Copy out exactly each line from the line with "of the leafy" through the last line of the material below.

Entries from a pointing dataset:
--------------------------------
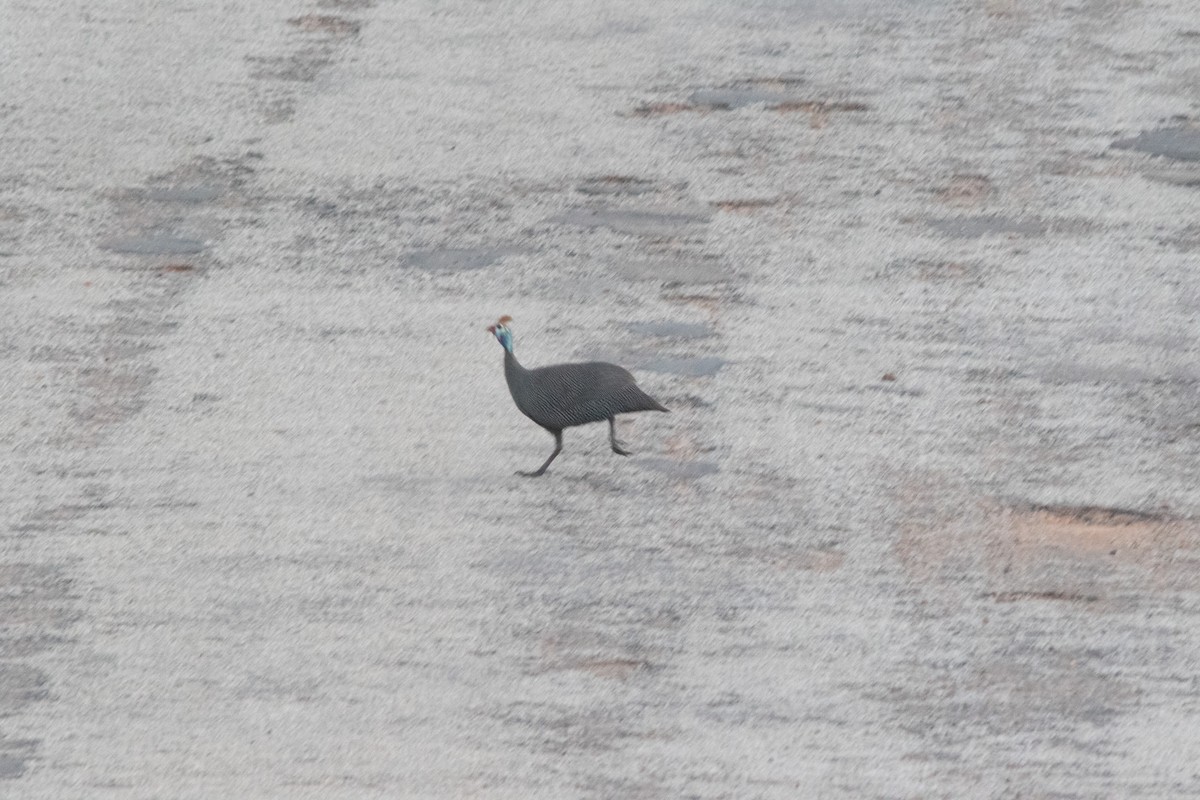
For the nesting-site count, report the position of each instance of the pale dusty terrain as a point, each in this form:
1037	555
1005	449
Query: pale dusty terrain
924	521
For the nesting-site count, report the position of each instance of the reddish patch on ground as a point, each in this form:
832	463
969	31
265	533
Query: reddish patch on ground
965	191
1090	555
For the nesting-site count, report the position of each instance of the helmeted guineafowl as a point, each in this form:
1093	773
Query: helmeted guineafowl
567	395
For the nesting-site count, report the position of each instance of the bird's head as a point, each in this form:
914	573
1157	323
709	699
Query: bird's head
502	332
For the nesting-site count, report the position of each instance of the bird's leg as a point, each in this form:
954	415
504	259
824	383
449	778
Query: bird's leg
558	449
612	438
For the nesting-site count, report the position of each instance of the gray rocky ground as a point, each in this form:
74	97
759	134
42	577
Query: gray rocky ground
918	282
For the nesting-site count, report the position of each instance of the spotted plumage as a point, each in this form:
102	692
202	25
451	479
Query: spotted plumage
567	395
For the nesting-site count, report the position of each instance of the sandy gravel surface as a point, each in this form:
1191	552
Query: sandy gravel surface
919	286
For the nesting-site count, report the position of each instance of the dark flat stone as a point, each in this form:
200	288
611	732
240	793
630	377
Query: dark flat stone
1180	143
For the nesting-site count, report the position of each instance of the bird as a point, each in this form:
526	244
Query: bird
565	395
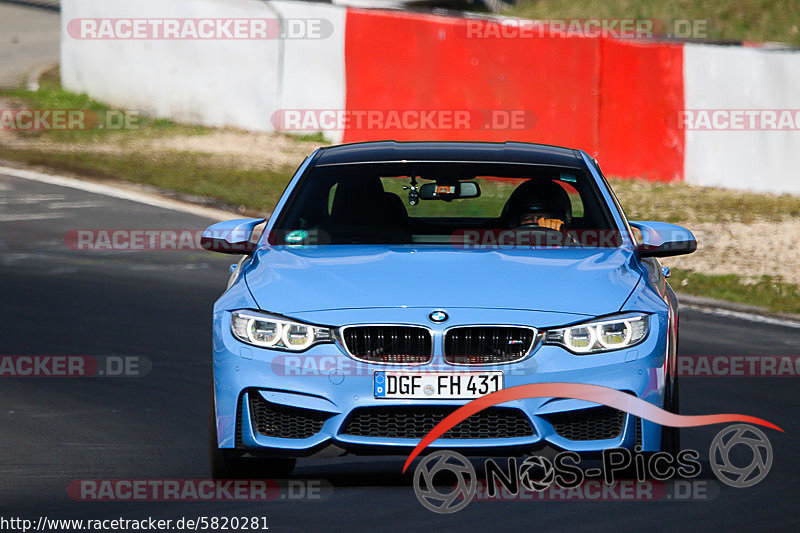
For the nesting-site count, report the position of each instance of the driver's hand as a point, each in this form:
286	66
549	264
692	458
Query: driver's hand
552	223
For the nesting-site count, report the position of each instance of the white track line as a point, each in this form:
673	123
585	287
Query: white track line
118	192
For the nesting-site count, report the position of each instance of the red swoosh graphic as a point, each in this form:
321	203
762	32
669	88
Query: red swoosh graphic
580	391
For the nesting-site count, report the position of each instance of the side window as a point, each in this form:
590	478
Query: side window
331	196
574	199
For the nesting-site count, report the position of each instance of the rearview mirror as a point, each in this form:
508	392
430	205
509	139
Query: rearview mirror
231	237
462	189
660	239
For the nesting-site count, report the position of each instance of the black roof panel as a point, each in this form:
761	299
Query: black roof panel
509	152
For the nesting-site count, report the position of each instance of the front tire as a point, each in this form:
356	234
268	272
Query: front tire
671	436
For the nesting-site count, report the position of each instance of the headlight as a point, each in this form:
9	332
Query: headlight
268	331
604	335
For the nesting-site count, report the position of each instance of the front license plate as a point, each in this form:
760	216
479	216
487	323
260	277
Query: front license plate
436	385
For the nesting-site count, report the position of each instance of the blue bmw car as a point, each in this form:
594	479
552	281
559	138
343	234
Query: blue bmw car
395	282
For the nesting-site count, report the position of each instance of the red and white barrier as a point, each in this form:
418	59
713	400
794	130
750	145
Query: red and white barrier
634	104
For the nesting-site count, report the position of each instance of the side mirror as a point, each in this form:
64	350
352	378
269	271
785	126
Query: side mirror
461	189
231	237
660	239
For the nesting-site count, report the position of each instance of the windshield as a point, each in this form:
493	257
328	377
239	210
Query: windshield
465	204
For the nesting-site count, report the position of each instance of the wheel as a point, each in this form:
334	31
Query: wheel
227	464
671	436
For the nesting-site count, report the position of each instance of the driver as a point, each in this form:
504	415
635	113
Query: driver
541	203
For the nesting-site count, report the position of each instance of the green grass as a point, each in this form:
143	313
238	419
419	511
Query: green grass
681	203
766	291
184	172
316	137
733	20
51	96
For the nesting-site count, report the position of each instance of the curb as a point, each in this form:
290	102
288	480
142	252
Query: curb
52	5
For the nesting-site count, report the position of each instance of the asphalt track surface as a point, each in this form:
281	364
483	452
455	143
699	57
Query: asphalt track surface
56	301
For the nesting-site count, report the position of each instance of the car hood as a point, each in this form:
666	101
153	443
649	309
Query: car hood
585	281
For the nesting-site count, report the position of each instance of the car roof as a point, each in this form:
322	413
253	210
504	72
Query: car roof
508	152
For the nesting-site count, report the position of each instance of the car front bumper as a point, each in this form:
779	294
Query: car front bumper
328	383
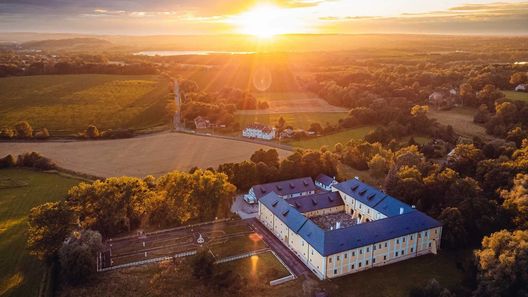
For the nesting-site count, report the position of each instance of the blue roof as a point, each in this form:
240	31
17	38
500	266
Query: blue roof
281	209
314	202
329	242
339	240
324	179
286	187
373	197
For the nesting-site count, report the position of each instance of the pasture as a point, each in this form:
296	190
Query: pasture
512	95
154	154
330	140
296	120
461	119
67	104
20	190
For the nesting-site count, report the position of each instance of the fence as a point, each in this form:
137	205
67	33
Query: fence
148	261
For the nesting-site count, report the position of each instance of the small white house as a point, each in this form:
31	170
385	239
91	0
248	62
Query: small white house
259	131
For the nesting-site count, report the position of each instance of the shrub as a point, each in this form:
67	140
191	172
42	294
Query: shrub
7	133
7	161
35	160
23	130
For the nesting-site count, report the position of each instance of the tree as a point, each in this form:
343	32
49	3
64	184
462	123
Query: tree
516	200
379	166
92	132
454	234
502	263
23	130
49	224
202	264
78	256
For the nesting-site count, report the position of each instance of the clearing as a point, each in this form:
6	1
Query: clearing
296	120
512	95
20	190
461	119
292	102
332	139
154	154
67	104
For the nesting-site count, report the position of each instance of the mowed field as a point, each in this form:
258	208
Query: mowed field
332	139
154	154
67	104
301	120
512	95
20	190
461	119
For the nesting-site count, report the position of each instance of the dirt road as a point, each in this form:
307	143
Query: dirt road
153	154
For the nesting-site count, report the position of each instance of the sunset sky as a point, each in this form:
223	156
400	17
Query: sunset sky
264	18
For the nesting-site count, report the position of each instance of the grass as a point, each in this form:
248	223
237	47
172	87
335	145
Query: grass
461	119
296	120
67	104
396	280
330	140
237	245
20	273
512	95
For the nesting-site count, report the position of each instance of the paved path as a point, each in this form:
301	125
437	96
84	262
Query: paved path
289	258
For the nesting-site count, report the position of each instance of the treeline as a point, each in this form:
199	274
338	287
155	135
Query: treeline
217	107
23	130
265	166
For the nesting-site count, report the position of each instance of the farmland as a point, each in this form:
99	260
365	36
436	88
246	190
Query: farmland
296	120
67	104
512	95
154	154
20	190
330	140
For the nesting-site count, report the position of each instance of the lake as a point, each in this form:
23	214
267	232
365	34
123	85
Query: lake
188	53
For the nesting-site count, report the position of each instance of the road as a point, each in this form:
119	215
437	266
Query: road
287	256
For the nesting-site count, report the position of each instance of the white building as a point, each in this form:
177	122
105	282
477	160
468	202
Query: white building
259	131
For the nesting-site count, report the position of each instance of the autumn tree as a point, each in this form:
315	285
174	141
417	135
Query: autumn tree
516	200
502	263
49	224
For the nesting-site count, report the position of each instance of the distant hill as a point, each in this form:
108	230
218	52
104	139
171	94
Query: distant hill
68	44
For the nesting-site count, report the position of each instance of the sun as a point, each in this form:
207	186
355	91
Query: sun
266	21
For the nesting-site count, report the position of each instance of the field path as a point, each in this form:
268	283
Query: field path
154	154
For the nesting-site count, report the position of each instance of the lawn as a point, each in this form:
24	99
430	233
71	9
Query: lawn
237	245
461	119
67	104
21	274
296	120
512	95
330	140
396	280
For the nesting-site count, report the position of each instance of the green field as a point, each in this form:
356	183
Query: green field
512	95
296	120
330	140
21	274
67	104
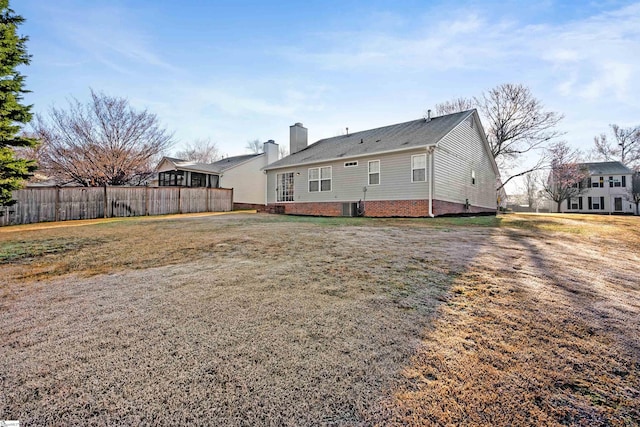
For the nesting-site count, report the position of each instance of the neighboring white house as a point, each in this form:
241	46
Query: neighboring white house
242	173
607	190
426	167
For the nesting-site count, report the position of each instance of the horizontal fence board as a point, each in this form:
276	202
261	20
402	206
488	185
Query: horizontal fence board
69	203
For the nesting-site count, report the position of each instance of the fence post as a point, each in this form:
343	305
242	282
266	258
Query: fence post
105	201
146	201
57	204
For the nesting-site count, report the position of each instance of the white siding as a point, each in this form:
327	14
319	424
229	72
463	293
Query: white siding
247	180
458	155
609	194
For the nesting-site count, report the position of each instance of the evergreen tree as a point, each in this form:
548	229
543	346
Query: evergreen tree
13	113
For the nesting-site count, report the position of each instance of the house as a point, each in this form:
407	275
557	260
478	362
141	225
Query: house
427	167
607	190
242	173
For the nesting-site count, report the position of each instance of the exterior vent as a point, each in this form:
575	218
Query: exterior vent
350	209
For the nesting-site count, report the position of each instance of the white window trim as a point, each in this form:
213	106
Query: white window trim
293	175
320	190
369	173
425	167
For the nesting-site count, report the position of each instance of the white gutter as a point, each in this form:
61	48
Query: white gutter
352	157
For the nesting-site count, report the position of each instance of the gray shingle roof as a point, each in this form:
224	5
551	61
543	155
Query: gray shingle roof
607	168
413	134
193	166
215	167
230	162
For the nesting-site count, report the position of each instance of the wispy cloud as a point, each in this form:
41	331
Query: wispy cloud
602	47
109	35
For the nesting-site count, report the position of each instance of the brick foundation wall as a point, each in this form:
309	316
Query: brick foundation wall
380	208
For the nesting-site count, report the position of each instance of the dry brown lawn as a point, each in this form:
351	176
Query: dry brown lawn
275	320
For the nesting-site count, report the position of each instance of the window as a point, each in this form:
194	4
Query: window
575	203
320	179
618	203
284	189
598	182
596	203
419	168
314	179
198	179
374	172
171	178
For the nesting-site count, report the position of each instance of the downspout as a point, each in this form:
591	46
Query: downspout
431	163
266	187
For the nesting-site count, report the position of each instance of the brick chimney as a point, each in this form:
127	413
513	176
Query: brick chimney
271	151
297	138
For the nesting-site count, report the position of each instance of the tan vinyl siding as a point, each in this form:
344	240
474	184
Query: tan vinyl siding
458	155
348	182
247	180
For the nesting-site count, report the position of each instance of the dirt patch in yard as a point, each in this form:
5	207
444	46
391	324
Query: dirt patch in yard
262	319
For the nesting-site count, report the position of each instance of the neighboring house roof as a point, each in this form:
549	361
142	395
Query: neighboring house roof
607	168
413	134
216	167
231	162
191	166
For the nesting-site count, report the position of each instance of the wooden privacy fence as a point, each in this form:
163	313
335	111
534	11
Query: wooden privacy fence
68	203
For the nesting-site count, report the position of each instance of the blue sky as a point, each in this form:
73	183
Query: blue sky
234	71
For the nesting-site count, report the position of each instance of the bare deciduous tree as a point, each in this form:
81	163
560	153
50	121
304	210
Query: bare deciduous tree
255	146
516	124
531	189
200	151
455	106
625	148
102	142
567	177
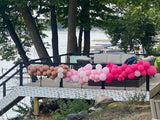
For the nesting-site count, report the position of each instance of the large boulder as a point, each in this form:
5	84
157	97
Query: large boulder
102	99
77	116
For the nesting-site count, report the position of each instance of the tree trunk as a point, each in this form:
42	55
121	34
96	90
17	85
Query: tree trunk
72	40
16	40
35	35
54	35
80	40
86	42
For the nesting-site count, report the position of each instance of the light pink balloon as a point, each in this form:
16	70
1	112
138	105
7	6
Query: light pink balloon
137	73
140	67
143	73
105	70
67	79
81	82
146	65
151	71
102	76
131	75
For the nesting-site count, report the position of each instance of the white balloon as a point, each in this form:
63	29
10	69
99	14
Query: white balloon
82	74
74	78
85	79
105	70
137	73
98	66
60	69
60	75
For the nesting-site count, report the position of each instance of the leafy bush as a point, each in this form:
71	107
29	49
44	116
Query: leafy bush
70	106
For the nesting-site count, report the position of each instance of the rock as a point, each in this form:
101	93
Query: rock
98	109
102	99
77	116
92	109
83	113
74	116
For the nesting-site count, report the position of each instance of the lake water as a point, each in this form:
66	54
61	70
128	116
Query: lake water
5	65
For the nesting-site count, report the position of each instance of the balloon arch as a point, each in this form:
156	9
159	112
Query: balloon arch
86	73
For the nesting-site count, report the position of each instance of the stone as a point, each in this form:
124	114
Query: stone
92	109
102	99
77	116
74	116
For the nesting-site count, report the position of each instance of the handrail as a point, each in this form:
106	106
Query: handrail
9	70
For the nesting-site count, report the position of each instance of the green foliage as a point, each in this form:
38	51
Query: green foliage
23	108
134	24
70	106
137	98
--------------------------------
### [Written answer]
For the nesting-site count, report the position of each instance of the leafy bush as a point, each in this form:
71	107
29	49
44	116
Query: leafy bush
70	106
For the nesting-site count, report the position of each instance of the rock as a point, each in this form:
101	93
Query: rock
98	109
102	99
77	116
92	109
83	113
74	116
For the nesting-site count, report the position of each instance of the lake water as a point, each in this form:
66	54
61	70
128	116
Query: lake water
5	65
For the nesting-site count, report the position of each instance of the balloon arch as a point, each in this form:
156	9
159	112
Query: balloon arch
86	73
For the nesting-site count, report the position of each instance of the stone as a point, each in this form:
124	114
Query: stone
92	109
102	99
77	116
74	116
For the nesting-site count, report the position of each instance of the handrail as a point, each in this form:
106	106
Query: handrail
9	70
For the nesting-site count, report the position of each instance of the green foliage as a point, each in this form:
38	51
Query: green foliage
23	108
134	24
70	106
137	98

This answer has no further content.